▸ **Data provided**:
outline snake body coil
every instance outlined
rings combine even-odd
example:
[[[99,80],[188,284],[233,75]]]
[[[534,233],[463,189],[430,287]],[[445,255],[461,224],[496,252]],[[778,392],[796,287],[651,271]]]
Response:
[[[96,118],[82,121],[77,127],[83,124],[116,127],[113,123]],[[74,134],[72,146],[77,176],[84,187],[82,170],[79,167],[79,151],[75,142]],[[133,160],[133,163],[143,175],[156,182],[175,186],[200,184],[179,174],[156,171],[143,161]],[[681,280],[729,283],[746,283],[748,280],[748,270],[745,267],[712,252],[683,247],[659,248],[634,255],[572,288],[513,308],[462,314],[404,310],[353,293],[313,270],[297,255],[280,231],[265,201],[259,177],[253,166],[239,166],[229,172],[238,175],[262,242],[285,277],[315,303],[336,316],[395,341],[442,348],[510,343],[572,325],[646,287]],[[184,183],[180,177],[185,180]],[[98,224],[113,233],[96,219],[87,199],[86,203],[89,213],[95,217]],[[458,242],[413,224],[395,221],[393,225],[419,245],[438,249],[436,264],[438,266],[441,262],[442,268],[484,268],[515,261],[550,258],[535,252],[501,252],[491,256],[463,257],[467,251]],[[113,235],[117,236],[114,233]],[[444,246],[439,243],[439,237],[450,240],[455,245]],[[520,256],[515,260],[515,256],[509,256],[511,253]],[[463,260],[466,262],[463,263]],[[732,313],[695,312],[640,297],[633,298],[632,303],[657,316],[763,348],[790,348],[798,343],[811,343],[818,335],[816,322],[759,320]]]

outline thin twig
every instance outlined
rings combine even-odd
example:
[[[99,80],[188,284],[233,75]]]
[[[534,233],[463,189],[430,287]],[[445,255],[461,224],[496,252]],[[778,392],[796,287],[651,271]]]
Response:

▸ **About this exercise**:
Your response should consist of the records, printed exactly.

▸ **Finished task**:
outline snake body coil
every instance outlined
rings combine even-odd
example:
[[[99,80],[188,284],[233,75]]]
[[[534,233],[463,189],[430,287]],[[445,255],[461,224],[496,252]],[[778,392],[796,287],[651,271]]]
Response:
[[[96,118],[82,121],[77,127],[83,124],[116,127],[113,123]],[[74,134],[72,146],[77,176],[84,187],[82,170],[79,167],[79,151],[75,142]],[[133,160],[133,163],[143,175],[156,182],[175,186],[200,184],[179,174],[156,171],[143,161]],[[681,280],[729,283],[746,283],[748,280],[748,270],[745,267],[712,252],[683,247],[659,248],[634,255],[572,288],[513,308],[462,314],[404,310],[353,293],[313,270],[297,255],[280,231],[265,201],[259,177],[253,166],[239,166],[229,172],[238,175],[262,242],[285,277],[315,303],[336,316],[395,341],[442,348],[510,343],[572,325],[646,287]],[[184,183],[180,177],[185,180]],[[98,224],[113,233],[96,219],[87,199],[86,203],[89,213],[95,217]],[[458,242],[413,224],[395,221],[393,225],[419,245],[438,249],[436,264],[438,266],[441,262],[442,268],[484,268],[515,261],[550,258],[535,252],[501,252],[491,256],[463,257],[467,251]],[[113,235],[117,236],[114,233]],[[444,246],[439,243],[439,237],[450,240],[455,245]],[[520,256],[515,260],[515,256],[509,256],[511,253]],[[463,260],[466,262],[463,263]],[[732,313],[695,312],[640,297],[633,298],[632,303],[657,316],[763,348],[790,348],[798,343],[811,343],[818,335],[816,322],[759,320]]]

outline thin twig
every instance outlined
rings combine even-odd
example:
[[[99,80],[188,284],[233,75]]]
[[[534,233],[463,189],[430,287]],[[445,255],[461,224],[496,252]],[[778,392],[796,287],[651,271]]]
Response:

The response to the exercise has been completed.